*** Passage to read ***
As it runs, WebLogic Server generates a rich set of metrics and runtime state information that provides detailed performance and diagnostic data about the servers, clusters, applications, and other resources that are running in a WebLogic domain. To give our users the best possible experience when running WebLogic domains in Docker/Kubernetes environments, we have developed the WebLogic Monitoring Exporter. This new tool exposes WebLogic Server metrics that can be read and collected by monitoring tools such as Prometheus, and displayed in Grafana.
We are also making the WebLogic Monitoring Exporter tool available as open source on GitHub, which will allow our community to contribute to this project and be part of enhancing it.
The WebLogic Monitoring Exporter is implemented as a web application that is deployed to the WebLogic Server instances that are to be monitored. The exporter uses the WebLogic Server 12.2.1.x RESTful Management Interface for accessing runtime state and metrics. With a single HTTP query, and no special setup, it provides an easy way to select the metrics that are monitored for a managed server.
*** End of Passage to read ***
> Work instructions
(1) In the passage on the WebLogic Monitoring Exporter, where is the tool being made available as open source?
(2) Please rewrite everything from "As it runs, WebLogic" down to "displayed in Grafana." in the passage on the WebLogic Monitoring Exporter, changing "rich" to "broad".
The records that follow this passage come from a separate source.
*** Study material ***
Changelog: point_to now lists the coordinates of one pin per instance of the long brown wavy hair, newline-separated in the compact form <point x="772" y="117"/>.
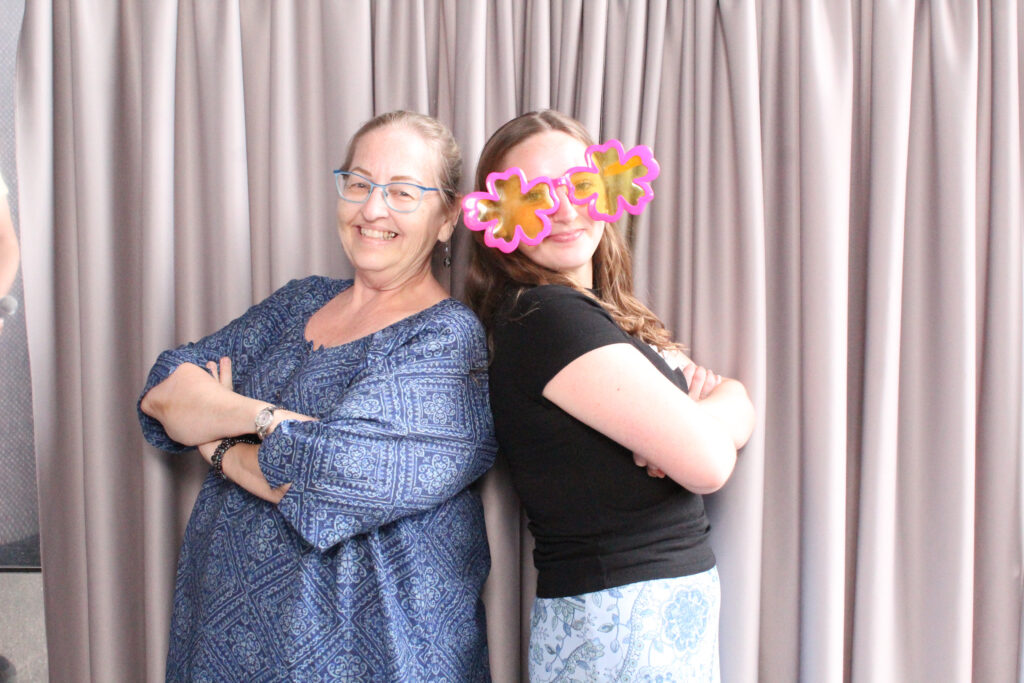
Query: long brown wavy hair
<point x="494" y="274"/>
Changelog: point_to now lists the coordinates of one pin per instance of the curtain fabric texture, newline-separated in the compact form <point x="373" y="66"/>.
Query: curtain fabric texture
<point x="838" y="223"/>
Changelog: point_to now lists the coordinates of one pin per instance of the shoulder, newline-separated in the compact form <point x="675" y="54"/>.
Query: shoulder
<point x="446" y="330"/>
<point x="305" y="294"/>
<point x="311" y="286"/>
<point x="552" y="305"/>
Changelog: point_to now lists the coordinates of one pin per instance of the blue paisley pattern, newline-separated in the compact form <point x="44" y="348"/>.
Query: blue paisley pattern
<point x="655" y="631"/>
<point x="372" y="565"/>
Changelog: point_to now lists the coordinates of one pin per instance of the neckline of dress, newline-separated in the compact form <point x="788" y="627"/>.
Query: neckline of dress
<point x="315" y="349"/>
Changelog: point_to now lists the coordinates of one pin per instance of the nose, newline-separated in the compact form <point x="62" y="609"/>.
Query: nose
<point x="375" y="207"/>
<point x="566" y="210"/>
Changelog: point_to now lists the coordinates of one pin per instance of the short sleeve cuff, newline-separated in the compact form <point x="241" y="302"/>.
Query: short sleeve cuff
<point x="276" y="455"/>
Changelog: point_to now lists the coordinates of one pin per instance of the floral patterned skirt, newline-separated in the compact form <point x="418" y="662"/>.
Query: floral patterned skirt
<point x="665" y="630"/>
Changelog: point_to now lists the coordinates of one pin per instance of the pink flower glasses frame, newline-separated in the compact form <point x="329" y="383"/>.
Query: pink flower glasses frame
<point x="514" y="209"/>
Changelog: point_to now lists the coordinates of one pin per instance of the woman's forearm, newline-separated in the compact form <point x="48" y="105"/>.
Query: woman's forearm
<point x="195" y="408"/>
<point x="731" y="406"/>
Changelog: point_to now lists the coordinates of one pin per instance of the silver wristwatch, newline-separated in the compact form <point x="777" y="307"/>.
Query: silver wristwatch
<point x="263" y="421"/>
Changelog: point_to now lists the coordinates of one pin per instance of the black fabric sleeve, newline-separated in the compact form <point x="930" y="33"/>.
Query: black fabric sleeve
<point x="548" y="328"/>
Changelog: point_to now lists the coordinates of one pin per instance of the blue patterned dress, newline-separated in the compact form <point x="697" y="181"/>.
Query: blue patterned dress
<point x="371" y="567"/>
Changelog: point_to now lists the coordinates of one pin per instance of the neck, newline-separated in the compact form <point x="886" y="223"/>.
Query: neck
<point x="422" y="284"/>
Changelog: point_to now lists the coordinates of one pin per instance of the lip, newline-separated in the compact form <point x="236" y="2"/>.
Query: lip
<point x="566" y="237"/>
<point x="376" y="235"/>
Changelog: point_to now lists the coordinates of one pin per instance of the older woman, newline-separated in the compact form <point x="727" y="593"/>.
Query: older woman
<point x="336" y="537"/>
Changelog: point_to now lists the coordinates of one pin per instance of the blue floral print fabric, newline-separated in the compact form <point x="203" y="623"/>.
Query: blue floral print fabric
<point x="372" y="565"/>
<point x="657" y="631"/>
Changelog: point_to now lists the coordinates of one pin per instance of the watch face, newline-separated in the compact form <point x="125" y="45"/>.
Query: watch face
<point x="263" y="420"/>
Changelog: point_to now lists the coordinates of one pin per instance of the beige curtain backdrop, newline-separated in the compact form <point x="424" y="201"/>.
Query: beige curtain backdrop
<point x="838" y="223"/>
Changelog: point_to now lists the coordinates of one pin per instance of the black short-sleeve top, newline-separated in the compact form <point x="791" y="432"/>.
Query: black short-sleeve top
<point x="598" y="519"/>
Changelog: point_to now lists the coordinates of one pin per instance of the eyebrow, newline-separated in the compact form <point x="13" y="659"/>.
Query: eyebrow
<point x="394" y="178"/>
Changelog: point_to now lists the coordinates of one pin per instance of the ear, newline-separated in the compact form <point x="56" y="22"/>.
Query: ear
<point x="452" y="220"/>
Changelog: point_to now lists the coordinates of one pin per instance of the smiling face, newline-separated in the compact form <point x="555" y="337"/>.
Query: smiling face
<point x="388" y="248"/>
<point x="574" y="236"/>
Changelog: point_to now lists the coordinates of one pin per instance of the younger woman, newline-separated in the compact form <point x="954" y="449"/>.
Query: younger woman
<point x="583" y="389"/>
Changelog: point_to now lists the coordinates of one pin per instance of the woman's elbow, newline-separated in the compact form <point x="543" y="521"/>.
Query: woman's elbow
<point x="716" y="472"/>
<point x="151" y="403"/>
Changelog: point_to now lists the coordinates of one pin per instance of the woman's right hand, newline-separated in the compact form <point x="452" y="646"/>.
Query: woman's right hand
<point x="700" y="382"/>
<point x="222" y="373"/>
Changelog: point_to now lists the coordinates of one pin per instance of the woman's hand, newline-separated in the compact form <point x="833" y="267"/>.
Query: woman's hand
<point x="700" y="382"/>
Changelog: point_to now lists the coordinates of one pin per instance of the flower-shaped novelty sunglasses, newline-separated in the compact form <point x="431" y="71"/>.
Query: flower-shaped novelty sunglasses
<point x="515" y="208"/>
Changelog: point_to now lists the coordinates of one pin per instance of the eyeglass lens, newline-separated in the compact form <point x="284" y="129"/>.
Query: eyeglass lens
<point x="401" y="197"/>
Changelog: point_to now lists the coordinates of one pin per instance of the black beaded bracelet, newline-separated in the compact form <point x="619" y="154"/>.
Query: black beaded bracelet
<point x="217" y="459"/>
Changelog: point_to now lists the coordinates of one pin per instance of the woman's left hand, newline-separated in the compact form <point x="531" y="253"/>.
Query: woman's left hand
<point x="700" y="382"/>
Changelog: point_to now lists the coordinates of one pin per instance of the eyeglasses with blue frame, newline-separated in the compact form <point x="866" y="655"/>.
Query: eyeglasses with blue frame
<point x="399" y="197"/>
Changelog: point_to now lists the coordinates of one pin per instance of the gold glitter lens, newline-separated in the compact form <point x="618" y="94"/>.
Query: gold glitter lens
<point x="619" y="179"/>
<point x="515" y="208"/>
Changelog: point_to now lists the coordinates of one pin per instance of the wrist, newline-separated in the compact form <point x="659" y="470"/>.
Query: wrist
<point x="264" y="421"/>
<point x="217" y="459"/>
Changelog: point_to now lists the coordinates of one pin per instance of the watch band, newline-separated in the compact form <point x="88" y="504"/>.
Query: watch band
<point x="263" y="421"/>
<point x="217" y="459"/>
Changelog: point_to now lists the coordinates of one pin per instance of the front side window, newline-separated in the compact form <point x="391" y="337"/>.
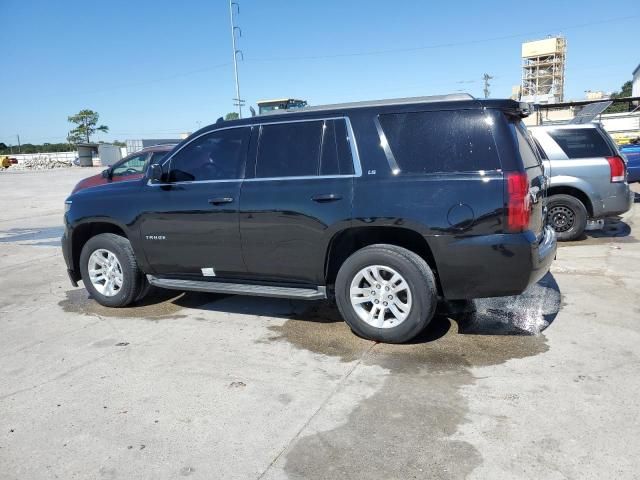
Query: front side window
<point x="156" y="157"/>
<point x="289" y="149"/>
<point x="441" y="141"/>
<point x="132" y="166"/>
<point x="214" y="156"/>
<point x="581" y="142"/>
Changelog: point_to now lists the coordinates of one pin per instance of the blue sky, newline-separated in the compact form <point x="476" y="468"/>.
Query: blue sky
<point x="153" y="69"/>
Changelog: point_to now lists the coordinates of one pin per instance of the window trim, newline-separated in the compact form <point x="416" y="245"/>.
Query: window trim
<point x="353" y="146"/>
<point x="188" y="182"/>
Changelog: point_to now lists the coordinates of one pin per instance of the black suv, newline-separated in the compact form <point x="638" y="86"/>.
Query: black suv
<point x="388" y="205"/>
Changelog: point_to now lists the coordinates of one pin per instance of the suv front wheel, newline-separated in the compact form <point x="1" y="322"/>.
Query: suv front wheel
<point x="386" y="293"/>
<point x="110" y="272"/>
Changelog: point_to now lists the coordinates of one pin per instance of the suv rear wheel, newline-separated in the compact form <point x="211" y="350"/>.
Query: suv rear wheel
<point x="386" y="293"/>
<point x="110" y="272"/>
<point x="567" y="216"/>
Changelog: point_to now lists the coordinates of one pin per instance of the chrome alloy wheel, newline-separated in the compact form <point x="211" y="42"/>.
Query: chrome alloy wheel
<point x="105" y="272"/>
<point x="561" y="218"/>
<point x="380" y="296"/>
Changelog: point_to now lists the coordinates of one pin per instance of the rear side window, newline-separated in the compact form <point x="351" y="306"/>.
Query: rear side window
<point x="445" y="141"/>
<point x="581" y="142"/>
<point x="304" y="149"/>
<point x="217" y="155"/>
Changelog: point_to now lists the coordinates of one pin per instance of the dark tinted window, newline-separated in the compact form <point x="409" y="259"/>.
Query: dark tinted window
<point x="526" y="147"/>
<point x="215" y="156"/>
<point x="581" y="142"/>
<point x="447" y="141"/>
<point x="289" y="149"/>
<point x="336" y="156"/>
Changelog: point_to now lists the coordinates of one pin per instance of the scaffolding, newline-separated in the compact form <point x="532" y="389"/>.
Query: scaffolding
<point x="543" y="63"/>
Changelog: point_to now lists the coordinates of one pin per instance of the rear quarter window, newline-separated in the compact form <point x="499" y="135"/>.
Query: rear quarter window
<point x="443" y="141"/>
<point x="581" y="142"/>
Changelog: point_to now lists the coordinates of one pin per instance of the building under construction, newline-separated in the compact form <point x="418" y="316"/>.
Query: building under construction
<point x="543" y="70"/>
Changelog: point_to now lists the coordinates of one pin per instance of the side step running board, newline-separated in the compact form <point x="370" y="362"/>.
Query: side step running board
<point x="318" y="293"/>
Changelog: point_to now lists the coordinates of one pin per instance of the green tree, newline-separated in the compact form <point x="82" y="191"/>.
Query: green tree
<point x="625" y="91"/>
<point x="86" y="122"/>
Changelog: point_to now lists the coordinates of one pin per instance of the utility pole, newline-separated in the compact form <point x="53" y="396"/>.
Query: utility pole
<point x="237" y="101"/>
<point x="486" y="77"/>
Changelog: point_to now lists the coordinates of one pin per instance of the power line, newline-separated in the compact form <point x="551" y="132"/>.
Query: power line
<point x="439" y="45"/>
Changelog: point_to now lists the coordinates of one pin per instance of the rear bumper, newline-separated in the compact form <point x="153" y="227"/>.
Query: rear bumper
<point x="493" y="265"/>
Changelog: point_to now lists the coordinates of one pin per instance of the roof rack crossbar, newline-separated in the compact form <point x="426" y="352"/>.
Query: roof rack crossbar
<point x="454" y="97"/>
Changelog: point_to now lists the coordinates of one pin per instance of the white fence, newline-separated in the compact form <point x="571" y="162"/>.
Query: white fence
<point x="44" y="160"/>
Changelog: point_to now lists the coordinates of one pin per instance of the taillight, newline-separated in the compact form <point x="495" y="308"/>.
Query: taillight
<point x="518" y="202"/>
<point x="616" y="165"/>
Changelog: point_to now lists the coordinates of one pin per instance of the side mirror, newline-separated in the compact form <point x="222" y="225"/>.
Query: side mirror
<point x="155" y="173"/>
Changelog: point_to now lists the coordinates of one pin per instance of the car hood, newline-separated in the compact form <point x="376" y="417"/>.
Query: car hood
<point x="95" y="180"/>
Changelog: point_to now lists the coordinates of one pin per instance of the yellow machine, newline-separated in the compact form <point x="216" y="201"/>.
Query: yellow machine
<point x="265" y="106"/>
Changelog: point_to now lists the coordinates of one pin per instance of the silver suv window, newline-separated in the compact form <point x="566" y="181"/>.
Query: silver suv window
<point x="581" y="142"/>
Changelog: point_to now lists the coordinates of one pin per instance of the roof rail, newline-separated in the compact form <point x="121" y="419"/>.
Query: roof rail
<point x="453" y="97"/>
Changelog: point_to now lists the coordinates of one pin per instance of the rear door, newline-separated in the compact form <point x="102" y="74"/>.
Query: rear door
<point x="189" y="224"/>
<point x="300" y="194"/>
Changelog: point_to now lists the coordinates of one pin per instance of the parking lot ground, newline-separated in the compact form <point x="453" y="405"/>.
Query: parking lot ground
<point x="545" y="385"/>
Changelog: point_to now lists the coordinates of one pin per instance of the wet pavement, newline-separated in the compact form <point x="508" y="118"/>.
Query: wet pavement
<point x="542" y="385"/>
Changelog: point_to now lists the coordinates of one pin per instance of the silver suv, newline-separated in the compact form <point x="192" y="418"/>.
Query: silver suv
<point x="587" y="177"/>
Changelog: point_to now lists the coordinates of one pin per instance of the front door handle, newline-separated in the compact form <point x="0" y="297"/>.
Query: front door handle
<point x="326" y="197"/>
<point x="220" y="200"/>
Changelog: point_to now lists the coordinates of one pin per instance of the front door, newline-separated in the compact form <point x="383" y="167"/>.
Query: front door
<point x="190" y="223"/>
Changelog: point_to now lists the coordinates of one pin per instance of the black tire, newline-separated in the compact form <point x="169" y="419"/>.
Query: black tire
<point x="567" y="216"/>
<point x="134" y="282"/>
<point x="415" y="272"/>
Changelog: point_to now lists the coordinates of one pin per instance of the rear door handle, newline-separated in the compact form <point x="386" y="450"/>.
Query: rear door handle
<point x="326" y="197"/>
<point x="220" y="200"/>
*** End of Study material ***
> Answers
(1) On GitHub.

(2)
As it runs, WebLogic Server generates a broad set of metrics and runtime state information that provides detailed performance and diagnostic data about the servers, clusters, applications, and other resources that are running in a WebLogic domain. To give our users the best possible experience when running WebLogic domains in Docker/Kubernetes environments, we have developed the WebLogic Monitoring Exporter. This new tool exposes WebLogic Server metrics that can be read and collected by monitoring tools such as Prometheus, and displayed in Grafana.